■ PROVIDED DATA:

-- start --

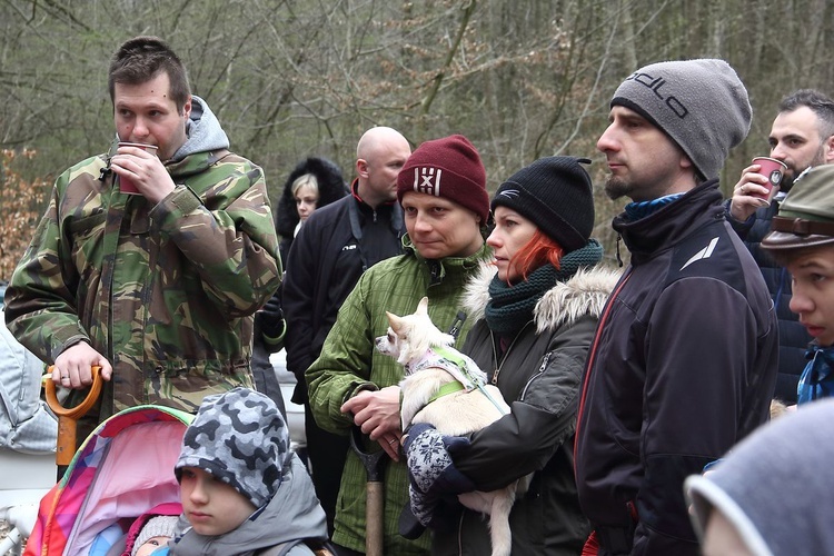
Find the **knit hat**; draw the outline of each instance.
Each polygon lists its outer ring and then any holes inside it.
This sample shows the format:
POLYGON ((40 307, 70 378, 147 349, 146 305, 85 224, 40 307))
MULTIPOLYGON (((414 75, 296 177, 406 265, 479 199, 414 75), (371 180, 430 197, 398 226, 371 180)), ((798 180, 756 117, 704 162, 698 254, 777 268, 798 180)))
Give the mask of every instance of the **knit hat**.
POLYGON ((235 487, 261 507, 281 484, 289 434, 275 401, 248 388, 206 396, 186 429, 175 465, 196 467, 235 487))
POLYGON ((672 138, 706 179, 718 177, 729 149, 747 137, 747 90, 724 60, 659 62, 620 85, 610 106, 639 113, 672 138))
POLYGON ((397 176, 397 199, 407 191, 434 195, 455 201, 480 217, 489 217, 486 169, 480 155, 464 136, 426 141, 408 157, 397 176))
POLYGON ((834 244, 834 165, 802 172, 771 221, 762 247, 774 251, 834 244))
POLYGON ((177 516, 157 516, 148 519, 133 542, 130 556, 136 556, 139 548, 153 537, 173 537, 173 529, 177 527, 178 519, 177 516))
POLYGON ((590 177, 579 162, 587 158, 539 158, 500 185, 492 209, 507 207, 556 240, 566 251, 585 246, 594 228, 590 177))

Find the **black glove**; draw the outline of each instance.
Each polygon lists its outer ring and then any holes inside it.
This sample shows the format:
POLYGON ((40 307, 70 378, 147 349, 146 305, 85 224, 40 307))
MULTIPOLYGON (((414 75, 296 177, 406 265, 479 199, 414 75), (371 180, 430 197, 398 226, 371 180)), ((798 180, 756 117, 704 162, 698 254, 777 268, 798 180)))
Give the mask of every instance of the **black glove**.
POLYGON ((410 478, 411 512, 424 525, 440 528, 458 509, 456 495, 475 490, 475 484, 458 471, 448 448, 469 444, 463 436, 443 436, 431 425, 413 425, 403 448, 410 478))
POLYGON ((287 325, 284 321, 284 309, 281 309, 281 298, 279 296, 270 297, 267 305, 255 314, 255 324, 260 329, 260 334, 270 344, 281 340, 287 325))

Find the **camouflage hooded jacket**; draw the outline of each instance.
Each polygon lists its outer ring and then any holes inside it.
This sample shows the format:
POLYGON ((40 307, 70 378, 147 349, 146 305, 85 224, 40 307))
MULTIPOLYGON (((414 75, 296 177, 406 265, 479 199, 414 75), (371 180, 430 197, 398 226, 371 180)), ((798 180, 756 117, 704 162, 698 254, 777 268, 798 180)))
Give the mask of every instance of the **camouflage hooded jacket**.
POLYGON ((195 97, 189 139, 166 162, 176 189, 157 206, 119 191, 110 155, 54 183, 6 317, 46 361, 82 340, 111 361, 100 419, 148 403, 196 411, 252 386, 252 314, 281 272, 264 172, 227 147, 195 97))

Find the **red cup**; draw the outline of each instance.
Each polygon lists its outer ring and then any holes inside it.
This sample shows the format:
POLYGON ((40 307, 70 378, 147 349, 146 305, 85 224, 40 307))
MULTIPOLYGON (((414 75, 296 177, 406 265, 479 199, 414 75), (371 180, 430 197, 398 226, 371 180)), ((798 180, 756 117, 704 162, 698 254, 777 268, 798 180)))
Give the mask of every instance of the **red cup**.
MULTIPOLYGON (((119 141, 119 147, 136 147, 137 149, 142 149, 145 152, 148 152, 150 155, 157 156, 157 146, 156 145, 145 145, 141 142, 127 142, 127 141, 119 141)), ((136 183, 133 183, 130 178, 125 178, 122 176, 119 176, 119 191, 122 193, 128 195, 142 195, 139 189, 137 189, 136 183)))
POLYGON ((787 166, 782 160, 776 160, 771 157, 756 157, 753 159, 754 165, 758 165, 761 168, 758 173, 767 178, 767 195, 749 193, 751 197, 758 197, 759 199, 771 200, 773 197, 774 188, 782 182, 782 177, 787 170, 787 166))

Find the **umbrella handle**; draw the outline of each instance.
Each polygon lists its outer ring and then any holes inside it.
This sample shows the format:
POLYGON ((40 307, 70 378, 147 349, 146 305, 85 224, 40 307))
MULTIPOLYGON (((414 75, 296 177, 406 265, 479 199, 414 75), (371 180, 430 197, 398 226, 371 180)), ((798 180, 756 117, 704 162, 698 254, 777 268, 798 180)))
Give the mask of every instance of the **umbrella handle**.
POLYGON ((366 556, 383 556, 385 543, 385 485, 378 480, 369 480, 366 485, 365 506, 365 553, 366 556))
MULTIPOLYGON (((49 367, 52 370, 52 367, 49 367)), ((76 425, 79 418, 87 415, 87 411, 96 404, 101 394, 101 367, 95 365, 90 368, 92 371, 92 385, 87 397, 76 407, 63 407, 56 395, 54 380, 46 380, 47 405, 58 416, 58 446, 56 449, 54 460, 57 465, 67 466, 72 461, 76 453, 76 425)))

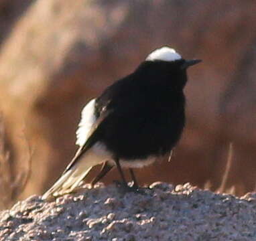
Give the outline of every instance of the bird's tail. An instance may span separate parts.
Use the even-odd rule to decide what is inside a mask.
[[[93,167],[89,161],[78,161],[65,171],[54,185],[42,196],[44,200],[72,192]]]

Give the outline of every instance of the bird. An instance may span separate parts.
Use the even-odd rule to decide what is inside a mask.
[[[82,110],[76,131],[78,149],[43,199],[72,192],[93,167],[102,165],[94,184],[113,167],[122,185],[137,189],[134,168],[142,168],[170,153],[185,125],[188,67],[201,60],[186,60],[174,49],[155,49],[131,74],[108,86]],[[129,169],[133,186],[123,171]]]

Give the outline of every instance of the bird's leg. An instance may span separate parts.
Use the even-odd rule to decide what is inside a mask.
[[[106,174],[111,170],[113,167],[113,165],[109,164],[108,161],[105,161],[101,167],[99,173],[92,179],[90,182],[91,185],[93,187],[96,183],[103,178]]]
[[[129,168],[129,171],[130,171],[131,177],[131,179],[133,179],[133,187],[134,187],[135,189],[138,189],[139,185],[138,185],[138,182],[137,181],[137,179],[136,179],[135,175],[134,174],[133,170],[131,168]]]
[[[117,170],[119,172],[119,174],[121,175],[121,178],[122,179],[123,183],[125,185],[128,187],[127,182],[126,181],[125,175],[123,174],[123,170],[121,167],[119,160],[118,159],[115,159],[115,163],[117,165]]]

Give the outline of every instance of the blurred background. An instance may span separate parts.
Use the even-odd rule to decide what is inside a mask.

-- end --

■ TASK BRIEF: Print exactly the lines above, starting at the line that contains "Give the outline of every instance of the bird's leg." and ending with the last line of the records, both included.

■ SOLUTION TO THIS TASK:
Give the outline of every instance of the bird's leg. An instance may span separate parts.
Use the even-odd rule to decide what is inside a mask.
[[[106,174],[111,170],[113,167],[113,165],[109,164],[108,161],[105,161],[101,167],[99,173],[92,179],[90,182],[91,185],[93,187],[96,183],[103,178]]]
[[[129,168],[129,171],[130,171],[131,177],[131,179],[133,179],[133,187],[134,187],[135,189],[138,189],[139,185],[138,185],[138,182],[137,181],[137,179],[136,179],[135,175],[134,174],[133,170],[131,168]]]
[[[117,170],[119,172],[119,174],[121,175],[121,178],[122,179],[123,183],[125,185],[128,187],[127,182],[126,181],[125,175],[123,174],[123,170],[121,167],[119,160],[118,159],[115,159],[115,163],[117,165]]]

Give the outline of every instance of the blurred background. An instance may span separate parts.
Use the even-odd rule to decide what is inside a mask.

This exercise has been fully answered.